__Required action__.
Reproduce exactly, from the line containing "man in blue shirt | locate", every line down to the end of the data below.
══ Information provided ══
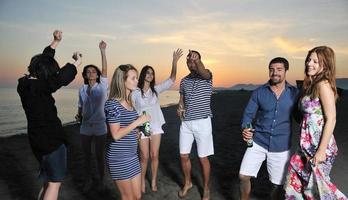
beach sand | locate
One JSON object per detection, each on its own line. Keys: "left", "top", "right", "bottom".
{"left": 0, "top": 90, "right": 347, "bottom": 200}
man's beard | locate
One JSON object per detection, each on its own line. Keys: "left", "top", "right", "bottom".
{"left": 270, "top": 76, "right": 281, "bottom": 85}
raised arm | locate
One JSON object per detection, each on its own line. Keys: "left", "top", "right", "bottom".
{"left": 189, "top": 50, "right": 211, "bottom": 80}
{"left": 43, "top": 30, "right": 62, "bottom": 57}
{"left": 170, "top": 48, "right": 183, "bottom": 81}
{"left": 313, "top": 81, "right": 336, "bottom": 165}
{"left": 47, "top": 52, "right": 81, "bottom": 92}
{"left": 45, "top": 30, "right": 81, "bottom": 92}
{"left": 50, "top": 30, "right": 62, "bottom": 49}
{"left": 99, "top": 40, "right": 107, "bottom": 77}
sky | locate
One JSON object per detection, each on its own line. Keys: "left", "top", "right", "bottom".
{"left": 0, "top": 0, "right": 347, "bottom": 88}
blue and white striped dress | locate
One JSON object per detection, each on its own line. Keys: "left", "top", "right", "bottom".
{"left": 104, "top": 99, "right": 140, "bottom": 180}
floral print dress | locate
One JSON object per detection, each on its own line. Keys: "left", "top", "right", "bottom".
{"left": 284, "top": 96, "right": 347, "bottom": 200}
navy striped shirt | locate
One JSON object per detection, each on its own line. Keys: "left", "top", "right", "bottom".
{"left": 180, "top": 72, "right": 213, "bottom": 121}
{"left": 104, "top": 99, "right": 140, "bottom": 180}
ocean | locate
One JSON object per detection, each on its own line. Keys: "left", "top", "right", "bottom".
{"left": 0, "top": 88, "right": 179, "bottom": 137}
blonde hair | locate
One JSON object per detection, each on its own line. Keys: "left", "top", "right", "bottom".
{"left": 302, "top": 46, "right": 337, "bottom": 100}
{"left": 109, "top": 64, "right": 138, "bottom": 105}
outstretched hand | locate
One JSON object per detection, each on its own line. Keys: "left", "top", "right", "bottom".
{"left": 173, "top": 48, "right": 183, "bottom": 63}
{"left": 99, "top": 40, "right": 107, "bottom": 51}
{"left": 53, "top": 30, "right": 62, "bottom": 42}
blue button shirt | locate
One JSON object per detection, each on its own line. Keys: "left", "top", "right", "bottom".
{"left": 241, "top": 81, "right": 299, "bottom": 152}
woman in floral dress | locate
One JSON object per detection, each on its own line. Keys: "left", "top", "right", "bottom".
{"left": 284, "top": 46, "right": 347, "bottom": 199}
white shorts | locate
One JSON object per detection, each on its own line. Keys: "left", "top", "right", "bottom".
{"left": 140, "top": 126, "right": 164, "bottom": 139}
{"left": 239, "top": 143, "right": 290, "bottom": 185}
{"left": 179, "top": 117, "right": 214, "bottom": 158}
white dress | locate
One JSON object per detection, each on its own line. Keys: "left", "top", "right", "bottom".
{"left": 131, "top": 78, "right": 174, "bottom": 136}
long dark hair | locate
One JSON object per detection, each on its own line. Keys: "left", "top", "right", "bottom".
{"left": 28, "top": 54, "right": 59, "bottom": 80}
{"left": 138, "top": 65, "right": 157, "bottom": 97}
{"left": 302, "top": 46, "right": 337, "bottom": 100}
{"left": 82, "top": 65, "right": 102, "bottom": 84}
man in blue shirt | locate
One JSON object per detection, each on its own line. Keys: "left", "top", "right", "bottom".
{"left": 239, "top": 57, "right": 299, "bottom": 200}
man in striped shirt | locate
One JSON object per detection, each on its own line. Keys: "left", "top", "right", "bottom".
{"left": 177, "top": 50, "right": 213, "bottom": 200}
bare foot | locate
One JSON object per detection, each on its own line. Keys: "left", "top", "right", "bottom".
{"left": 151, "top": 184, "right": 158, "bottom": 192}
{"left": 151, "top": 180, "right": 158, "bottom": 192}
{"left": 178, "top": 183, "right": 193, "bottom": 198}
{"left": 202, "top": 188, "right": 210, "bottom": 200}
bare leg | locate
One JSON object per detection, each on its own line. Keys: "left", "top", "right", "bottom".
═══
__Output__.
man in blue shirt | locate
One JSON object per detection, each on its own line. Keys: "left", "top", "right", "bottom".
{"left": 239, "top": 57, "right": 299, "bottom": 200}
man in striped shirt | locate
One JSON object per detection, each on its own line. Keys: "left", "top", "right", "bottom".
{"left": 177, "top": 50, "right": 213, "bottom": 200}
bare foot | locate
One JSON object per detection, each on its own line. Keys: "left", "top", "right", "bottom".
{"left": 151, "top": 184, "right": 158, "bottom": 192}
{"left": 151, "top": 180, "right": 158, "bottom": 192}
{"left": 178, "top": 183, "right": 193, "bottom": 198}
{"left": 202, "top": 188, "right": 210, "bottom": 200}
bare leg | locate
One JSON object per detection, each on its own line. Keys: "left", "top", "right", "bottom".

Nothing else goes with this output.